• _Material for this exercise_
-------

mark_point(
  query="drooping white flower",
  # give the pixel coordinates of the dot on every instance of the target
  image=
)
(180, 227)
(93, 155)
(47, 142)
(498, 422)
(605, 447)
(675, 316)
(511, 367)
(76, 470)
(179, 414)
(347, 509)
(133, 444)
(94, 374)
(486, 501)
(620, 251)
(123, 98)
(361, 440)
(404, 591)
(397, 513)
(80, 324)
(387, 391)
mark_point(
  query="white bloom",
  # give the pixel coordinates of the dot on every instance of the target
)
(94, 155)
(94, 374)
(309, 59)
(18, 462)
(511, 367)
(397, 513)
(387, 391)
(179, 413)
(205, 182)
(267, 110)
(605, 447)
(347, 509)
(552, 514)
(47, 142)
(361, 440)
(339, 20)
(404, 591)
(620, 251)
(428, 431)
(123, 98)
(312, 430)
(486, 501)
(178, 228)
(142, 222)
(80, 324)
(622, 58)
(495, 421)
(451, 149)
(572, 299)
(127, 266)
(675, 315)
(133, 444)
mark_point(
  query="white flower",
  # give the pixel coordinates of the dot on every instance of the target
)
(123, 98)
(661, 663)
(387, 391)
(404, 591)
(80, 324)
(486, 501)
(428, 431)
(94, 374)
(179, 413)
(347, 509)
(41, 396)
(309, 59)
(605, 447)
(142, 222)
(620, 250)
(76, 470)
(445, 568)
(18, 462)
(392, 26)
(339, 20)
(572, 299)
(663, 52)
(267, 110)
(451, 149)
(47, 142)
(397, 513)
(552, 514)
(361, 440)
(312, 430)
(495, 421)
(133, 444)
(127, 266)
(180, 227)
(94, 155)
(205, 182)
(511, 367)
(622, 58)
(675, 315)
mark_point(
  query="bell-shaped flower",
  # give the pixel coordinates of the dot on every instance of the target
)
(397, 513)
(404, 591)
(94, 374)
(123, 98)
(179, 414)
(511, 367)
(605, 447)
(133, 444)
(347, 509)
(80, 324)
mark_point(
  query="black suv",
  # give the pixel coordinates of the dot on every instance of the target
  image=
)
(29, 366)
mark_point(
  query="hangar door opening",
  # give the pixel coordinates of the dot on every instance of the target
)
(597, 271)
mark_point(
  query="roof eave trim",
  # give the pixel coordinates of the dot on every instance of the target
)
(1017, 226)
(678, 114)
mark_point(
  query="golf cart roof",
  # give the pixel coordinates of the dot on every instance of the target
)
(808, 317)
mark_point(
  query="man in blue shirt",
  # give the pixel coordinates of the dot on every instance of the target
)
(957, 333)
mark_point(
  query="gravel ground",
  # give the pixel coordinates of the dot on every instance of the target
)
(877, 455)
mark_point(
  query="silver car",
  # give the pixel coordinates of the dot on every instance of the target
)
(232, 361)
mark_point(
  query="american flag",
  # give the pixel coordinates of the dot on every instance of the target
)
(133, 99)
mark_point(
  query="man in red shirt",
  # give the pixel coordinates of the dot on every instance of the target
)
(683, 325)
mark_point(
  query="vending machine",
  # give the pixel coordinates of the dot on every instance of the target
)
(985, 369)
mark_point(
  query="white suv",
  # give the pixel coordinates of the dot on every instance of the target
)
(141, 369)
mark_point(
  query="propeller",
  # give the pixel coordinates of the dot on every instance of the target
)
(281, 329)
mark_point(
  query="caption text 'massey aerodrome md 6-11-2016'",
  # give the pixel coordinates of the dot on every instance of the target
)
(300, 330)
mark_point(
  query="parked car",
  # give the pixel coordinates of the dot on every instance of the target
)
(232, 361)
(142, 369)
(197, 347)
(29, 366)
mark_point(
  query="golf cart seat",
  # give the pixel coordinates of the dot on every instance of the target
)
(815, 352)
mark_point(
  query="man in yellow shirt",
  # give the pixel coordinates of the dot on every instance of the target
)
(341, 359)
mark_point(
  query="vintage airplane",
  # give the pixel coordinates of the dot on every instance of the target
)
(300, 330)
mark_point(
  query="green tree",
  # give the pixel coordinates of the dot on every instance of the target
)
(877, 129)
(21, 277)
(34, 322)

-------

• _What to produce_
Write out the records shown above, exactly as they appear.

• _Task response_
mark_point(
  query="drooping white flower",
  # give the pixel coordinates of the dot on every instance of the target
  image=
)
(180, 227)
(93, 155)
(47, 142)
(498, 422)
(605, 447)
(675, 316)
(511, 367)
(76, 470)
(179, 414)
(347, 509)
(133, 444)
(94, 374)
(486, 501)
(620, 251)
(123, 98)
(361, 440)
(404, 591)
(397, 513)
(80, 324)
(387, 391)
mark_point(
  query="white bloom",
  # give the pixel coordinates of the dot on every instance of the target
)
(94, 155)
(94, 374)
(309, 59)
(18, 462)
(511, 367)
(397, 513)
(387, 391)
(179, 413)
(205, 182)
(267, 110)
(605, 447)
(347, 509)
(552, 514)
(47, 142)
(361, 440)
(339, 20)
(404, 591)
(620, 251)
(428, 431)
(123, 98)
(312, 430)
(486, 501)
(178, 228)
(142, 222)
(80, 324)
(622, 58)
(495, 421)
(451, 149)
(572, 299)
(127, 266)
(675, 315)
(133, 444)
mark_point(
  query="white flower",
  # give the pixel coordinates of the dot on every instance of the target
)
(123, 98)
(661, 663)
(387, 391)
(404, 591)
(80, 324)
(486, 501)
(428, 431)
(94, 374)
(179, 413)
(347, 509)
(41, 396)
(309, 59)
(605, 447)
(142, 222)
(620, 250)
(76, 470)
(445, 568)
(18, 462)
(392, 26)
(339, 20)
(572, 299)
(663, 52)
(267, 110)
(451, 149)
(47, 142)
(397, 513)
(552, 514)
(361, 440)
(312, 430)
(495, 421)
(133, 444)
(127, 266)
(180, 227)
(94, 155)
(205, 182)
(511, 367)
(622, 58)
(675, 315)
mark_point(
  query="bell-shaped flower",
  # give the pixel coordinates of the dot on every instance of the target
)
(397, 513)
(404, 591)
(94, 374)
(123, 98)
(179, 414)
(511, 367)
(605, 447)
(133, 444)
(347, 509)
(80, 324)
mark_point(
  query="black suv",
  # give the pixel coordinates of the dot on every instance of the target
  image=
)
(29, 366)
mark_point(
  query="hangar door opening",
  # give the pixel coordinates of the dot on every instance of the target
)
(597, 271)
mark_point(
  query="roof eave trim",
  # give the pixel coordinates of the dot on every instance of the target
)
(1017, 226)
(678, 114)
mark_point(
  query="golf cart roof",
  # give the pixel coordinates of the dot on every instance of the target
)
(808, 317)
mark_point(
  query="man in blue shirt",
  # give the pixel coordinates of the dot on every instance of the target
)
(957, 333)
mark_point(
  query="gravel ground",
  # give the pixel coordinates of the dot on every instance of the target
)
(877, 455)
mark_point(
  query="silver car",
  # give the pixel coordinates of the dot on every instance of the target
)
(232, 361)
mark_point(
  query="american flag",
  # give the pixel coordinates of the dot on every instance of the target
)
(133, 99)
mark_point(
  query="man in red shirt",
  # give the pixel coordinates of the dot on every instance of the target
)
(683, 325)
mark_point(
  query="vending machine",
  # give the pixel coordinates of the dot on every instance of the target
)
(985, 369)
mark_point(
  query="white suv",
  # give the pixel coordinates of the dot on every instance of the target
)
(141, 369)
mark_point(
  query="propeller",
  # give the pixel coordinates of the dot on every instance of the target
)
(281, 329)
mark_point(
  query="caption text 'massey aerodrome md 6-11-2016'",
  # give the pixel coordinates of the dot on every instance of the target
)
(300, 330)
mark_point(
  query="parked car",
  # give the pixel coordinates of the dot on every instance of the target
)
(232, 361)
(142, 369)
(197, 347)
(29, 366)
mark_point(
  query="golf cart seat",
  # give the pixel coordinates of the dot on every instance of the target
)
(815, 352)
mark_point(
  query="man in yellow shirt",
  # give the pixel coordinates of the dot on every instance of the target
)
(341, 359)
mark_point(
  query="vintage airplane",
  # give the pixel coordinates of the dot on every instance of the target
)
(300, 330)
mark_point(
  query="green tree",
  # give the pixel coordinates of the dot on every instance of the target
)
(877, 129)
(21, 277)
(34, 322)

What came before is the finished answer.